→ **TEXT PROVIDED**
## begin
By Mary Swift, staff writer

CLE ELUM — Call it a baptism of fire for David Bowen, a former Kittitas County commissioner and former county auditor now working for Puget Sound Energy, who was announced Wednesday as the president of the American Forest Land Co. (AFLC).

AFLC’s Wayne Schwandt, a principal in the company, announced Bowen’s hiring before a crowd of more than 100 people who were attending a meeting at the Swauk-Teanaway Grange on the Teanaway subarea plan. A subarea plan focuses developing a long-term plan that protects and promotes important characteristics of the study area and identifies future uses for most of the area.

Schwandt said Bowen would be the company’s spokesperson and a resource for those with questions or concerns. (Bowen can be reached at (509) 899-4950 with questions on the AFLC plan.)

By the time the three-hour meeting was over, Bowen had been scolded publicly by two audience members for taking a job with the company and his wife had risen to his defense after one particularly harsh attack.

There had been talk of lawsuits, accusations that three-ring binders related to a previous effort by the company to change the land use zoning had gone missing — and threats by an audience member that she would go to federal authorities regarding information on problems in the county.

It all added up to high drama, enough so that 83-year-old Violet Burke, who has lived in the Teanaway for 70 years, was fed up by the time the meeting ended.

“I hate seeing people degrade other people,” Burke said. “I don’t like seeing people get up and run other people down. It’s very upsetting.”

AFLC owns 46,851 of the 56,000 acres that are tentatively included in the subarea and is seeking to develop part of that. Bowen will assume his new position on Nov. 9 and become the company’s primary spokesman for the project.

The company’s move to alter the use of its land has been controversial, drawing increasingly vocal criticism from both local property owners, recreational users and conservation groups.

On Wednesday night, with Bowen seated a short distance behind him, Schwandt outlined the company’s vision for its Teanaway property.
He said the company has 39,744 acres in commercial forest land, 6,182 acres designated “forest and range 20 (acres)” and 932 acres designated “rural 3” (three-acre lots).

He told the audience the company wants to develop a “fully contained community” on some of the 6,688 acres in the “core area” of its holdings. That area currently includes commercial forest land, designated forest and range land and land designated rural 3.

He said the company hopes to do a “land exchange” in which designations on some areas would be exchanged to accommodate the development in the core area. The changes would not result in any loss of commercial forest acreage, he said, adding that at least 50 percent — at least 20,000 acres and possibly more — of the company’s commercial forest holdings would be given conservation status to provide perpetual protection for public use.

A “fully contained community,” he said, would be one which included places where people lived, worked, recreated and shopped. The term “fully contained community” does not mean a gated community, Schwandt has said. The proposed village would include affordable, moderate and high-end housing with single, multi-family and mixed-use units that would be home to a diverse population, he said. He said the proposed location within the AFLC holdings mean the village would not be visible to most residents of the area. It also would “be sensitive to the viewshed of the Stuarts” that current residents enjoy.
## end
→ **DATASET EXCERPTS**
## begin
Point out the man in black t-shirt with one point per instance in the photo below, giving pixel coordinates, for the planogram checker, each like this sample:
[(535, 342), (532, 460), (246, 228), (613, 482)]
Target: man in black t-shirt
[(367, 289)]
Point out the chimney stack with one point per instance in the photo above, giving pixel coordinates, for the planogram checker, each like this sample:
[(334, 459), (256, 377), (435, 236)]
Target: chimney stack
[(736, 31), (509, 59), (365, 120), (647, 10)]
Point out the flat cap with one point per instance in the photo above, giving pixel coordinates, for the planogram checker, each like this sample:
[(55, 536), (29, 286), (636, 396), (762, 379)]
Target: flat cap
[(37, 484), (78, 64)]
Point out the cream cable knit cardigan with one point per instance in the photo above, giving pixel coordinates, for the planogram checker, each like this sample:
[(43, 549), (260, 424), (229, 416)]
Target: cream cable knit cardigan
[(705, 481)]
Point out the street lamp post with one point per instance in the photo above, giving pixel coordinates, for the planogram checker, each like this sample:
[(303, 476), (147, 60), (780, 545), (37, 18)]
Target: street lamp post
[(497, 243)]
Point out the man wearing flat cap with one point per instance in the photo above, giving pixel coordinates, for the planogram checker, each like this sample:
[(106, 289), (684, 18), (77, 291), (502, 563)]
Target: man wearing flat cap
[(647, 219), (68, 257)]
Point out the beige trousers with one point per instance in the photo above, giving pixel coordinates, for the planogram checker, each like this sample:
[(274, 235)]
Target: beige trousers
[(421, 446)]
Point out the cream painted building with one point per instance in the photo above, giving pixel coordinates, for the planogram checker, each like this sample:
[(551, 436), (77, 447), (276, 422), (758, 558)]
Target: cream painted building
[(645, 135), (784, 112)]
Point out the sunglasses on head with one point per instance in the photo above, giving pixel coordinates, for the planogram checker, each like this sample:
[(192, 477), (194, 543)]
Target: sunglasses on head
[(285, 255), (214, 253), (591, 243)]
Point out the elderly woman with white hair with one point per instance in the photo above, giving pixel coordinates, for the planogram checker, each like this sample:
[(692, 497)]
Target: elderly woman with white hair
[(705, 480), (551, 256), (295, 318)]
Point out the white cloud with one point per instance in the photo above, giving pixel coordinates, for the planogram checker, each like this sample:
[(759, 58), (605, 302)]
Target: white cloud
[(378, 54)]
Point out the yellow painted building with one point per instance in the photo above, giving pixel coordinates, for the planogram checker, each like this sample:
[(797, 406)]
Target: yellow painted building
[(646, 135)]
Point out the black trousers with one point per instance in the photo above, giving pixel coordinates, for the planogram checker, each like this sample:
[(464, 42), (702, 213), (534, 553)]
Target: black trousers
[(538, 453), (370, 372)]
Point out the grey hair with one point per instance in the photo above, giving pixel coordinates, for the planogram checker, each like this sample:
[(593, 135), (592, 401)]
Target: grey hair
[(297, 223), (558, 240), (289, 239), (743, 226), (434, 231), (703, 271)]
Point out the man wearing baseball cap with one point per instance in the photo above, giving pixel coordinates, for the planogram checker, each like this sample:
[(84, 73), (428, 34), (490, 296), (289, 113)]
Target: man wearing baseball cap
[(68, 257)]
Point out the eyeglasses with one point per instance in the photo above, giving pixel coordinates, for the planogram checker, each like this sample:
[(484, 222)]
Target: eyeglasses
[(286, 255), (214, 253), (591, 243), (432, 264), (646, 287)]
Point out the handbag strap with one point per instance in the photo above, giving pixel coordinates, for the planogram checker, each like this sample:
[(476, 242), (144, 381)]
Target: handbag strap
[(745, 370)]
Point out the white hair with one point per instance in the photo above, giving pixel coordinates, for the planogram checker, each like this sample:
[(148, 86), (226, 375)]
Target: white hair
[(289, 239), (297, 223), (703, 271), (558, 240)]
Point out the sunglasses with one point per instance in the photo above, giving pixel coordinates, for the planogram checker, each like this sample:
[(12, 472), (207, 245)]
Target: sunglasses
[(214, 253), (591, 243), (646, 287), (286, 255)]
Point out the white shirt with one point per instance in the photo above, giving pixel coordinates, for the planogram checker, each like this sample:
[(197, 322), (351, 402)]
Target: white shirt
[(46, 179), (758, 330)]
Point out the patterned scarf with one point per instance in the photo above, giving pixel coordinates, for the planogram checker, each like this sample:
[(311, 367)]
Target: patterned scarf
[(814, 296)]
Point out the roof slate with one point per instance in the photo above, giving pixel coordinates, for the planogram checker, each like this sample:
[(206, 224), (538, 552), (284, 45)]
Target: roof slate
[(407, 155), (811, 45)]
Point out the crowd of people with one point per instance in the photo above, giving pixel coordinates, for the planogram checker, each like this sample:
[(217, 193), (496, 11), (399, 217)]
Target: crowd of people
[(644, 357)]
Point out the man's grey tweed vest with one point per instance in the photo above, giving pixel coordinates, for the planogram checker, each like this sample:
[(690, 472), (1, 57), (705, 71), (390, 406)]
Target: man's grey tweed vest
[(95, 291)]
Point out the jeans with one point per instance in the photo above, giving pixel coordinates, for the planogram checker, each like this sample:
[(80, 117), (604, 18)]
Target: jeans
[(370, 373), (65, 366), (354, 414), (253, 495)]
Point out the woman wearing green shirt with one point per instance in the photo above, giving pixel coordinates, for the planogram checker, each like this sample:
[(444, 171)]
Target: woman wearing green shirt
## end
→ **PROBLEM TO SOLVE**
In the Teanaway meeting article, what made Violet Burke fed up by the end of the meeting? Answer in one to three sentences.

→ **THE REPLY**
The meeting had turned into high drama, with audience members scolding David Bowen, talk of lawsuits, accusations of missing binders, and a threat to go to federal authorities. Burke said it was very upsetting to see people degrade other people and run them down.